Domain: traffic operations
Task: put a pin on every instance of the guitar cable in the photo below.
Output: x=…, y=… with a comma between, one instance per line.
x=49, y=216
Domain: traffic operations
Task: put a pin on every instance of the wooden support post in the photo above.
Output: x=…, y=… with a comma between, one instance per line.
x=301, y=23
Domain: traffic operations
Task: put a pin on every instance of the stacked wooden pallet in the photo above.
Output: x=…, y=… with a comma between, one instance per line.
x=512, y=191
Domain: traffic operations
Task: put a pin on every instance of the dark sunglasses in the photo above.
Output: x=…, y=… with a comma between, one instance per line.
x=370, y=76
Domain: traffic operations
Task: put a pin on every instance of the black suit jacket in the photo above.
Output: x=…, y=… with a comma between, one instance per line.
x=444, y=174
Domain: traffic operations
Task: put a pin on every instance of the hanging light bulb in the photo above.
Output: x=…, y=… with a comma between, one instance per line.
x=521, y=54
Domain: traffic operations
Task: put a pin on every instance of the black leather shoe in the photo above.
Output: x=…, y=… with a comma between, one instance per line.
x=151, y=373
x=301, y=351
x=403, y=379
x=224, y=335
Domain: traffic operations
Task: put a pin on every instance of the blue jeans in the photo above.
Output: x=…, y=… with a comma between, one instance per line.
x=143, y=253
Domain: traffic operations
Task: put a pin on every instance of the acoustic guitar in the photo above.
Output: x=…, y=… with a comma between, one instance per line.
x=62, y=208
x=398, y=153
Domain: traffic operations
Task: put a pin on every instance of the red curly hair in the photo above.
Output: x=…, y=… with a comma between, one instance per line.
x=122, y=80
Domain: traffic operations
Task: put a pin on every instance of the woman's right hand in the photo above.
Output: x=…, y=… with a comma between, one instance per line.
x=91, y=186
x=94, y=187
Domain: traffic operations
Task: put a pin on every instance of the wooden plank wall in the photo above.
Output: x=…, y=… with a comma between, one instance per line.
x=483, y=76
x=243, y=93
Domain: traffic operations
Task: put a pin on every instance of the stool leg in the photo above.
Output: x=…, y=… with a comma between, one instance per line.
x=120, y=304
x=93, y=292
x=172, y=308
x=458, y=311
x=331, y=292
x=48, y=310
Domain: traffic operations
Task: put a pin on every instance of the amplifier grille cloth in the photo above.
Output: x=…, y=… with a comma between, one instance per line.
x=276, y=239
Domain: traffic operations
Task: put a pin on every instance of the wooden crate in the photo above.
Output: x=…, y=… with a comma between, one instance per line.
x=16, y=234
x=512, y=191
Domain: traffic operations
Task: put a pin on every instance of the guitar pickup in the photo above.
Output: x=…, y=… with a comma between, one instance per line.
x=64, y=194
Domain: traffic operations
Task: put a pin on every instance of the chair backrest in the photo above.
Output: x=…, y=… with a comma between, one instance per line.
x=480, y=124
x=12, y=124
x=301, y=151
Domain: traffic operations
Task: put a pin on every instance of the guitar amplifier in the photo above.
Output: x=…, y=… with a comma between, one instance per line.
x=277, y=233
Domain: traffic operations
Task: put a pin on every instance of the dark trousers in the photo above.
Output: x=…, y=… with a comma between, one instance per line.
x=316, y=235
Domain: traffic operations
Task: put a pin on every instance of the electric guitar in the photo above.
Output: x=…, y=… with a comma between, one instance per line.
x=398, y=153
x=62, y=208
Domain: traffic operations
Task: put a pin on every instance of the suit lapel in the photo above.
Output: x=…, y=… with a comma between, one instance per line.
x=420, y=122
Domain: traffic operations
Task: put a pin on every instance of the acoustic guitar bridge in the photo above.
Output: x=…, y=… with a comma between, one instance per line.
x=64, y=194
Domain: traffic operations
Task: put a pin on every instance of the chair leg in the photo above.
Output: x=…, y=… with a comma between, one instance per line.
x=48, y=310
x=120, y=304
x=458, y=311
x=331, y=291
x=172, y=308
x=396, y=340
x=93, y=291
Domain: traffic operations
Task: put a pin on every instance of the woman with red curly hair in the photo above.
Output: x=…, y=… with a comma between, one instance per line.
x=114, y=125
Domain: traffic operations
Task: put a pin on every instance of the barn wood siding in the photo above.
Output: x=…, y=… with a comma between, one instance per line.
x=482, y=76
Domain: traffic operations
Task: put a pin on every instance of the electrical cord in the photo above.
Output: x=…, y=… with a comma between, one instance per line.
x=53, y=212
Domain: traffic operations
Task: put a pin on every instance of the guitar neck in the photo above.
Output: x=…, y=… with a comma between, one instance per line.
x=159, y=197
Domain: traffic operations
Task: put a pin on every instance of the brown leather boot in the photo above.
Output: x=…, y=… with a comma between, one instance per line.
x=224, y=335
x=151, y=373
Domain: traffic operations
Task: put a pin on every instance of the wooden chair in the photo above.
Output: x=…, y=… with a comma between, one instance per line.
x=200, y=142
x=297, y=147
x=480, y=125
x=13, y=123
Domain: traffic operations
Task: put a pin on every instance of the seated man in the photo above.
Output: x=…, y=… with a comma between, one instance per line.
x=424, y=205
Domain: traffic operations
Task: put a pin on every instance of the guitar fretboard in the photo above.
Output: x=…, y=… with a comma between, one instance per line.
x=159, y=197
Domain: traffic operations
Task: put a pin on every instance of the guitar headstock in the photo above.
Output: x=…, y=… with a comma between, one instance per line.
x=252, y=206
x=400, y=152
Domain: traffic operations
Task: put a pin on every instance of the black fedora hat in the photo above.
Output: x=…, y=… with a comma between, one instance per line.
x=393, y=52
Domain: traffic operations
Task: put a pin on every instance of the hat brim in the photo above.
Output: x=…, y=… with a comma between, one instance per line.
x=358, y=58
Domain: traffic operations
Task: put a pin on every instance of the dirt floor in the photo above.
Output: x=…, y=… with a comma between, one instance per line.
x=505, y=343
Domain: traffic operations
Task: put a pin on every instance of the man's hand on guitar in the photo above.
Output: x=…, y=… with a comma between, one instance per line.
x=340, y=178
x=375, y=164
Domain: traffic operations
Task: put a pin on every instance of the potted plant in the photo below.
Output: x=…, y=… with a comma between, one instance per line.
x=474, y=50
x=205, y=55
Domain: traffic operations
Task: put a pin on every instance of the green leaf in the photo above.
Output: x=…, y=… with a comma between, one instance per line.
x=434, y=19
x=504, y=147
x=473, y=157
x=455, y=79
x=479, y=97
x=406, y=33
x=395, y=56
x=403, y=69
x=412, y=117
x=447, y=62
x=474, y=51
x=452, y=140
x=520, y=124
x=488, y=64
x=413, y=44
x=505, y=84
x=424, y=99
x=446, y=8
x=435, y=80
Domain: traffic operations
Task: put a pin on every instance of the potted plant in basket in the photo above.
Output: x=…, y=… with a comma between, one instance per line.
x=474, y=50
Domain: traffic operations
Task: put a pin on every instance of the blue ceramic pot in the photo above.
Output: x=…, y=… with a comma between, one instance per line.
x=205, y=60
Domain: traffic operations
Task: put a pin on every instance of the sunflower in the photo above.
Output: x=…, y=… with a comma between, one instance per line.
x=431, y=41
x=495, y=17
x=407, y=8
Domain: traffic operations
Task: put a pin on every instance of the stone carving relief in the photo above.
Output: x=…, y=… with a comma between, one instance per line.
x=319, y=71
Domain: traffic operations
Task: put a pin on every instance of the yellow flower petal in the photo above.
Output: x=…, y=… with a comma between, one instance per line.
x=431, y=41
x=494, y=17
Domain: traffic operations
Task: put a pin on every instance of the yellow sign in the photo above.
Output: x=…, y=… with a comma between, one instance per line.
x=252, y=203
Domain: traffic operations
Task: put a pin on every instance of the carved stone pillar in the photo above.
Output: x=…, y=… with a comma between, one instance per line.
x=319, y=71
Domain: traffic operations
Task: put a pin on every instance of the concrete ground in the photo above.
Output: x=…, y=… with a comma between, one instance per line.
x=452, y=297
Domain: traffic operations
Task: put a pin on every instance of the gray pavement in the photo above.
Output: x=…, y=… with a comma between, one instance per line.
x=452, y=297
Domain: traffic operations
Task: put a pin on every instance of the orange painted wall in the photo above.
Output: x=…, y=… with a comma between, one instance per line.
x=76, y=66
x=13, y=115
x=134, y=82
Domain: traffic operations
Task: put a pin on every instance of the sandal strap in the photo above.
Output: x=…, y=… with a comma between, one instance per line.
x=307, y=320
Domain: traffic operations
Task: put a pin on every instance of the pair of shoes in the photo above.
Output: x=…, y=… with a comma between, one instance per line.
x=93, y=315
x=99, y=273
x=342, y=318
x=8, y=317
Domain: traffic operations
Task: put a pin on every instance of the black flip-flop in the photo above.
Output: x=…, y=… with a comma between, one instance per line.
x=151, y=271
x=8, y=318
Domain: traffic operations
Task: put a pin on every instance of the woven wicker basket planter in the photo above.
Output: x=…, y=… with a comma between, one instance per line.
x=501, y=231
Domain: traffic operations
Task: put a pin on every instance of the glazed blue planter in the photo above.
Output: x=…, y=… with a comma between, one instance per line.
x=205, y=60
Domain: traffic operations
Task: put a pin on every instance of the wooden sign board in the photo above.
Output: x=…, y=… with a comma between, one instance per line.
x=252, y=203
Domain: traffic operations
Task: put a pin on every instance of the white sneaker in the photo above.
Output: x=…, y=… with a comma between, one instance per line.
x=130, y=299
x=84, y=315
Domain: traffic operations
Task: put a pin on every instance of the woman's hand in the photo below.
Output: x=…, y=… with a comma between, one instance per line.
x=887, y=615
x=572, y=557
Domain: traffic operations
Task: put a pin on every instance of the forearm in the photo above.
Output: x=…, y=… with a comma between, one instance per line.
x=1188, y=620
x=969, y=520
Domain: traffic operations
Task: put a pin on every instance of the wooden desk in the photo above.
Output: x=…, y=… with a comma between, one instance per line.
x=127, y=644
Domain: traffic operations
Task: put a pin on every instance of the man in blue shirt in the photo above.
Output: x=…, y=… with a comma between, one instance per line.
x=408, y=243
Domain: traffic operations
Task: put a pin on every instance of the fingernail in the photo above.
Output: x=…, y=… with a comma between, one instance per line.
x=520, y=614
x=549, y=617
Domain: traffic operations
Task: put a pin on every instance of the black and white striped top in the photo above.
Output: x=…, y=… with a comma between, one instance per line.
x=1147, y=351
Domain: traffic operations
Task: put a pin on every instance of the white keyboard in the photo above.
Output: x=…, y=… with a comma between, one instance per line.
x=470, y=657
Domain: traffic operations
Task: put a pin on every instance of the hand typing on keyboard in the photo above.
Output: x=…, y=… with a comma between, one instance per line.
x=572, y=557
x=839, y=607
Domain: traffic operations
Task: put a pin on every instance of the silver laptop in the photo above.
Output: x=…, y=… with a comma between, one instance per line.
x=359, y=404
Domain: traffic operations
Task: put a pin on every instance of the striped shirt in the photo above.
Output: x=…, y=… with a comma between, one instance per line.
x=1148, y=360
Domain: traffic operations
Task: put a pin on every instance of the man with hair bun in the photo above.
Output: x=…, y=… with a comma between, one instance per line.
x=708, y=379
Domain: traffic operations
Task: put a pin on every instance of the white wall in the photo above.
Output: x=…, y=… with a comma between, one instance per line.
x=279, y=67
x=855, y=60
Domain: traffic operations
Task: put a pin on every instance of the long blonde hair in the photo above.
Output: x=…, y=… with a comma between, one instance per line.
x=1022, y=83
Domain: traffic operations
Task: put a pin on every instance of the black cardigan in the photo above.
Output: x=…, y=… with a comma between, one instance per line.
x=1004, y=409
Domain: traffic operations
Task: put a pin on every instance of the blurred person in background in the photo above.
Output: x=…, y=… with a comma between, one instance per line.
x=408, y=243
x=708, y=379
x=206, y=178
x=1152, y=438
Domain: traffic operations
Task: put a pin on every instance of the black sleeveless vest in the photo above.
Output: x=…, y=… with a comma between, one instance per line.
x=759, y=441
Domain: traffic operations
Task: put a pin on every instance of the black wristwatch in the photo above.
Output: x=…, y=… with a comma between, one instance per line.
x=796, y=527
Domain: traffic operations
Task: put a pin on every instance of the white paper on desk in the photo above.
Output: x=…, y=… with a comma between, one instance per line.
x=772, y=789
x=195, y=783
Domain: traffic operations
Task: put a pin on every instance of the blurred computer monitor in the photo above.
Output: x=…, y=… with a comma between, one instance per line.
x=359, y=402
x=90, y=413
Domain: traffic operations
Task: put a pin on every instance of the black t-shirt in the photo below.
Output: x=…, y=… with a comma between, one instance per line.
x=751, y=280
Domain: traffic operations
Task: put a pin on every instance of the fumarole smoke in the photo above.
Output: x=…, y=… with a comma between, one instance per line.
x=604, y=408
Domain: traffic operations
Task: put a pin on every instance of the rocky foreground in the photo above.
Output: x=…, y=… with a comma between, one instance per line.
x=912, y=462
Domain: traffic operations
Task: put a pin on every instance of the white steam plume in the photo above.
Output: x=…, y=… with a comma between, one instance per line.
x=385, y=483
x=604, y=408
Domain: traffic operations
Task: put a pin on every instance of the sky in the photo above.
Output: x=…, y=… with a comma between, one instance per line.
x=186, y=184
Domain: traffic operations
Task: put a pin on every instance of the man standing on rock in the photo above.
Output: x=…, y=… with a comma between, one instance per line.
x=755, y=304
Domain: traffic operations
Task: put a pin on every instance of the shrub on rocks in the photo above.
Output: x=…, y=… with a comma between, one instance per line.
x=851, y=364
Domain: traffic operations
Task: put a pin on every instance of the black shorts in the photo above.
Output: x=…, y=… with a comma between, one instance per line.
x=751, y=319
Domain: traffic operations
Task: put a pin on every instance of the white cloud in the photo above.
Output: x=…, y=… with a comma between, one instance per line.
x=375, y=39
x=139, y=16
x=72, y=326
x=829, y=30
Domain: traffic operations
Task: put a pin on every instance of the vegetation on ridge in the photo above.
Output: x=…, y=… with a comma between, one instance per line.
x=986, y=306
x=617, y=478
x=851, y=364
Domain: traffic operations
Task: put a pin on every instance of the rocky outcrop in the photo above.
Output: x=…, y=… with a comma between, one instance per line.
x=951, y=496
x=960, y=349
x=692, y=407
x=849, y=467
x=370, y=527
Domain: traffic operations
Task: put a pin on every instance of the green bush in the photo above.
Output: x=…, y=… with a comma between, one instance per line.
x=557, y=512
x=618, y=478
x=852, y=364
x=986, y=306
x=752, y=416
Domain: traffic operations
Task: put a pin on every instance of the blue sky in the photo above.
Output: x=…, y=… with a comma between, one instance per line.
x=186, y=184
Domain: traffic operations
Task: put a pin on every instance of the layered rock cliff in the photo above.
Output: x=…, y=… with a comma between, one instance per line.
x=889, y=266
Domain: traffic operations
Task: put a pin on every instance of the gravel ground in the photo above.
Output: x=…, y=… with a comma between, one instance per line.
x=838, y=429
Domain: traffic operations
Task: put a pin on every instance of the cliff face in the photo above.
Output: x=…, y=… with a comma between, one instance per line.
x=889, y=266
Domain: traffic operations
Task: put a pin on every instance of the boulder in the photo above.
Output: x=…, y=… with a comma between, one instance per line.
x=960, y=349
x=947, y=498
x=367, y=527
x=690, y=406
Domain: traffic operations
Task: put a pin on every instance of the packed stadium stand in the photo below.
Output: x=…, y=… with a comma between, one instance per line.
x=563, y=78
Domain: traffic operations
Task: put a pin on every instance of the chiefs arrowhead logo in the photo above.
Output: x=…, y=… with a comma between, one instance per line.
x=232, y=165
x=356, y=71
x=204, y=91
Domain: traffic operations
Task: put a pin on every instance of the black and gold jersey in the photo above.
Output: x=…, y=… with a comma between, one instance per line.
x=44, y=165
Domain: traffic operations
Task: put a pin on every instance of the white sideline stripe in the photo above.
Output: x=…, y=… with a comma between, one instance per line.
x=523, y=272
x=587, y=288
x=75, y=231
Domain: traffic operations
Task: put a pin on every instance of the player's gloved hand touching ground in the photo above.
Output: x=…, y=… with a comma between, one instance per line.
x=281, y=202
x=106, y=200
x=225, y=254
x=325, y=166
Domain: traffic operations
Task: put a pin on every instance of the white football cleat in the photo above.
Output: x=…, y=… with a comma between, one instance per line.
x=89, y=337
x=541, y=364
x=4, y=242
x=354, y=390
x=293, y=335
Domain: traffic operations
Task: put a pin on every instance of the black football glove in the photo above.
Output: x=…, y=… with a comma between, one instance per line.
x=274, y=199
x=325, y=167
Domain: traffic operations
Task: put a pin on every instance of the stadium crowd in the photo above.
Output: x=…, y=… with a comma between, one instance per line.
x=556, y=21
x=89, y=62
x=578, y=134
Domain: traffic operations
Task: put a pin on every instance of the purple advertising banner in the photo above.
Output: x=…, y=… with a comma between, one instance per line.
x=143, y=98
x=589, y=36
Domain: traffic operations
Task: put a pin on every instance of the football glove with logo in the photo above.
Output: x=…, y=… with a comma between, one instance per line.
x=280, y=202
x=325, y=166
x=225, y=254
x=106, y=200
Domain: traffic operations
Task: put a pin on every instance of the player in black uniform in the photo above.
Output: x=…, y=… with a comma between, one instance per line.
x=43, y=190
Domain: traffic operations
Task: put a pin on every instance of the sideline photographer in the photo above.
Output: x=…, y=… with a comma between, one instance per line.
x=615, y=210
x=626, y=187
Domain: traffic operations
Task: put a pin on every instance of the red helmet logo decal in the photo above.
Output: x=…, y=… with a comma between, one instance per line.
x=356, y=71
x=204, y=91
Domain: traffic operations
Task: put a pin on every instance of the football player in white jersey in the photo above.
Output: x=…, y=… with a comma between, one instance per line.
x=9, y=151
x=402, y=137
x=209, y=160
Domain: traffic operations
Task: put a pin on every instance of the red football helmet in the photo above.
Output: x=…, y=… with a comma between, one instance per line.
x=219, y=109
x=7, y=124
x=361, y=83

^^^^

Filter the data above, keeping only the lines that contain the word "chair", and copy each of those lines in full.

Task: put a pin on every instance of the chair backrest in the photo above.
Task: put a pin on every instance of the chair leg in the photo above.
Task: put a pin on every instance of the wooden chair in the photo above.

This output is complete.